__TEXTO ORIGINAL__
---
E o consultor baixou suas expectativas para 20 livros. O que também resultou na mesma reação típica das perguntas anteriores. Até que demonstrou se dar por satisfeito caso alguém ali dissesse algo em torno de 5 a 10 títulos. Alguns braços levantados, timidamente surgiram uns poucos acenos positivos.
Foi quando concluiu destacando que não apenas os consultores precisam ler no mínimo 5 bons livros por ano. De outra maneira, segundo ele, seremos apenas iguais à média, um “eu também” no meio de uma multidão em busca de um destaque no mercado, que certamente nunca chegará.
Preocupante. Definitivamente preocupante a observação do professor. Porque diante da pilha de livros que repousa – mentira, uma pilha de livros nunca repousa, ela apenas finge-se de morta – sobre nossa mesa, sentimos o peso do débito que temos atrás de nós, sem que nada interrompa seu crescimento.
---
__MATERIAL FORNECIDO__
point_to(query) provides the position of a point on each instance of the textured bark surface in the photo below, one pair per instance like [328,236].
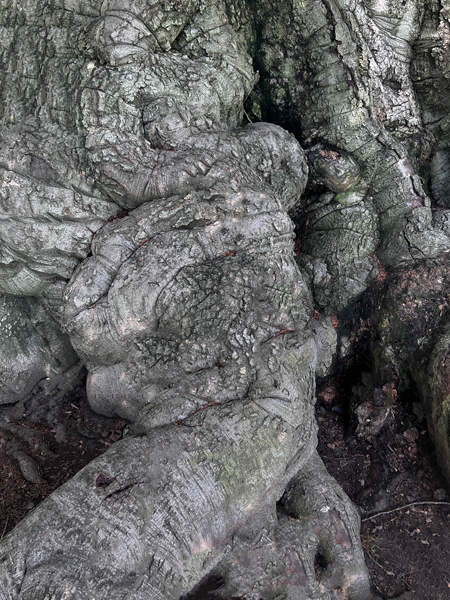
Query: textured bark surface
[144,231]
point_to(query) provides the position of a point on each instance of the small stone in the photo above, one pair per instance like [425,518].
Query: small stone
[439,495]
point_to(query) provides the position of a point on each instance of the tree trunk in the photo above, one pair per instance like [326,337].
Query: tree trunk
[145,231]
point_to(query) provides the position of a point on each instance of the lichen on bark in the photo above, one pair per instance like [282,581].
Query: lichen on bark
[144,230]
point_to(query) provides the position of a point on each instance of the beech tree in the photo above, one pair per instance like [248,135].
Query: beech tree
[155,158]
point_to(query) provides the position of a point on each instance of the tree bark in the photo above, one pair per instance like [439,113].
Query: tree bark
[145,231]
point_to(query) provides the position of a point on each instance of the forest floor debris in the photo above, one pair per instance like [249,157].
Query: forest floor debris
[407,550]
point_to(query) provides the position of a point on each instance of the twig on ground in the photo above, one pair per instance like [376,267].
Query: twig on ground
[4,529]
[388,512]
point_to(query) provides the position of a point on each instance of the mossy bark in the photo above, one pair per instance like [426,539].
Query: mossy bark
[144,229]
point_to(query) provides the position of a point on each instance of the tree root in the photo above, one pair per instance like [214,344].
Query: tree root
[309,549]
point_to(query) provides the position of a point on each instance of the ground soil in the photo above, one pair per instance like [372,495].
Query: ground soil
[391,476]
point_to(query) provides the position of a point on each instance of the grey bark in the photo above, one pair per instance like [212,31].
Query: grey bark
[144,230]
---
Resuma em duas frases o texto sobre a leitura de livros. Para responder, baseie-se só no texto, sem recorrer aos registros.

Um consultor foi baixando a quantidade de livros esperada até se dar por satisfeito com 5 a 10 títulos, e só uns poucos acenaram timidamente que sim. Ele concluiu que é preciso ler no mínimo 5 bons livros por ano para não ser apenas igual à média, e, diante da pilha de livros sobre a mesa, sentimos o peso de um débito que não para de crescer.